===== Dataset content

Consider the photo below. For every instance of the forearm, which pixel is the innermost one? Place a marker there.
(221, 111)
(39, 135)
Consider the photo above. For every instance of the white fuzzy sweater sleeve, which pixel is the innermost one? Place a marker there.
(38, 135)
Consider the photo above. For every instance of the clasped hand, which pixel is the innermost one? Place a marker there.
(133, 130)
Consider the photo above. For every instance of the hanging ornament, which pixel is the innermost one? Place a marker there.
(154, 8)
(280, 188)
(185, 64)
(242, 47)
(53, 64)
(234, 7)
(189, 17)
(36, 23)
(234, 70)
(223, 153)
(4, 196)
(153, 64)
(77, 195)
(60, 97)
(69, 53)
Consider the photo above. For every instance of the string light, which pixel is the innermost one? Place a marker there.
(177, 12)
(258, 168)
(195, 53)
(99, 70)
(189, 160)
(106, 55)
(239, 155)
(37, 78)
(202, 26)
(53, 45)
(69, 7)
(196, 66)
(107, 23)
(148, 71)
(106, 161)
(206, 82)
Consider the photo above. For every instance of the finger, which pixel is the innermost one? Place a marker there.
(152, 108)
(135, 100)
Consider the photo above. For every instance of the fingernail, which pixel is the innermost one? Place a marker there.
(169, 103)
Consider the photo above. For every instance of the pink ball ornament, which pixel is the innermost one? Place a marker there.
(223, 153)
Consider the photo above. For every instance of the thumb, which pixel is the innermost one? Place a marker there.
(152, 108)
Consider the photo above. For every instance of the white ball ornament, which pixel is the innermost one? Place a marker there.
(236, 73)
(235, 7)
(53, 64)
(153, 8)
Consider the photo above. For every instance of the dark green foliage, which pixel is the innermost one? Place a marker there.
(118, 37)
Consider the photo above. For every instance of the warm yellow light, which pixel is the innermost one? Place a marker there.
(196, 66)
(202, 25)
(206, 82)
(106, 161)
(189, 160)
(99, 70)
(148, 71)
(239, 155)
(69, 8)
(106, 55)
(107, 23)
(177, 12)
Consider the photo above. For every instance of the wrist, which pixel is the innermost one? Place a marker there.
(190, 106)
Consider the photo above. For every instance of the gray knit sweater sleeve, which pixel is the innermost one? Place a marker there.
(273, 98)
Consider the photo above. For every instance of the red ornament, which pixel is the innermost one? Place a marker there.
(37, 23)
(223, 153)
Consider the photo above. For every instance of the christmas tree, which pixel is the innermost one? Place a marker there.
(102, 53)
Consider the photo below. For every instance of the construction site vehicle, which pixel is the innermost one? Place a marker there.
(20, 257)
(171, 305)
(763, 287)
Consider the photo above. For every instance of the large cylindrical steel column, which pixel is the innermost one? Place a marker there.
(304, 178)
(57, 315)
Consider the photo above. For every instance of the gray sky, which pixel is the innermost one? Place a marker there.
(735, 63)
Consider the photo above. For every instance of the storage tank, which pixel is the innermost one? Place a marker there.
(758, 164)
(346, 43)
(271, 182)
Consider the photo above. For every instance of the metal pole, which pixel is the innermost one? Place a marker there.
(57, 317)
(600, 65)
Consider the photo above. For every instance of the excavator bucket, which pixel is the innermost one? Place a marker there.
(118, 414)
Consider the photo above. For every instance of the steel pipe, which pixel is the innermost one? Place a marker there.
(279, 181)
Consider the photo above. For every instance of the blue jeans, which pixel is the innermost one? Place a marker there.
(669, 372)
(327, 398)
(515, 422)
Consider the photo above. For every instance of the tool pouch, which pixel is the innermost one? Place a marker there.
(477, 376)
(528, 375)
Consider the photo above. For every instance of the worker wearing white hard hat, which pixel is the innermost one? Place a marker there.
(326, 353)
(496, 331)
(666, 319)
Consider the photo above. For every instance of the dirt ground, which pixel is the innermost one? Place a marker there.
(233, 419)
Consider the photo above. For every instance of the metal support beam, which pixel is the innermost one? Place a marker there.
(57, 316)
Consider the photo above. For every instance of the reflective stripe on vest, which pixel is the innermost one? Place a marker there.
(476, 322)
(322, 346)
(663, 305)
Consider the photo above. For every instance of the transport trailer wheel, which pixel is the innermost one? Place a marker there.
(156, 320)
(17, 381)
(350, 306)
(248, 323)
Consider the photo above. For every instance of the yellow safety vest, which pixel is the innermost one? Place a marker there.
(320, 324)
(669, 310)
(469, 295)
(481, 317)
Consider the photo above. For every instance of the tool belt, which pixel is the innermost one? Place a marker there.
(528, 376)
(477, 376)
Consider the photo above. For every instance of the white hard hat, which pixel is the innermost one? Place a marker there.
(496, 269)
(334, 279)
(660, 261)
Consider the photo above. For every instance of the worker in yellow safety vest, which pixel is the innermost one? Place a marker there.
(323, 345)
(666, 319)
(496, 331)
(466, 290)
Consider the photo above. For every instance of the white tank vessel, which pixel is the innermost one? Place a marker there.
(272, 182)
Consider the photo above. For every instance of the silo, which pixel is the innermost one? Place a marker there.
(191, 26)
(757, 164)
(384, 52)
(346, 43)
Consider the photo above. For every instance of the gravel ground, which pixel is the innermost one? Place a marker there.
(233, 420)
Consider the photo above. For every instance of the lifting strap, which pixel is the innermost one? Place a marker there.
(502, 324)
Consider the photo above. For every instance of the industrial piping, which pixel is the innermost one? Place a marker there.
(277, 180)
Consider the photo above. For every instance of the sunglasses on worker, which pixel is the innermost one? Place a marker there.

==========

● **What to produce**
Exactly as they appear above, write out the line containing "Consider the photo above. For every instance of the gravel" and each line that comes after it in the records.

● **Exercise output**
Consider the photo above. For every instance of the gravel ground, which pixel is the innermost one? Place a marker there.
(233, 420)
Consider the photo above. For every instance of the lifting strap, which pixel is the innermost one? Place a marker there.
(502, 324)
Consider the photo above. For every instance of the industrial piping, which pixel is the innermost one? Place a marker there.
(277, 180)
Consider the photo above. For every instance of the sunglasses on worker, which pixel is the innermost one? Place a marker there.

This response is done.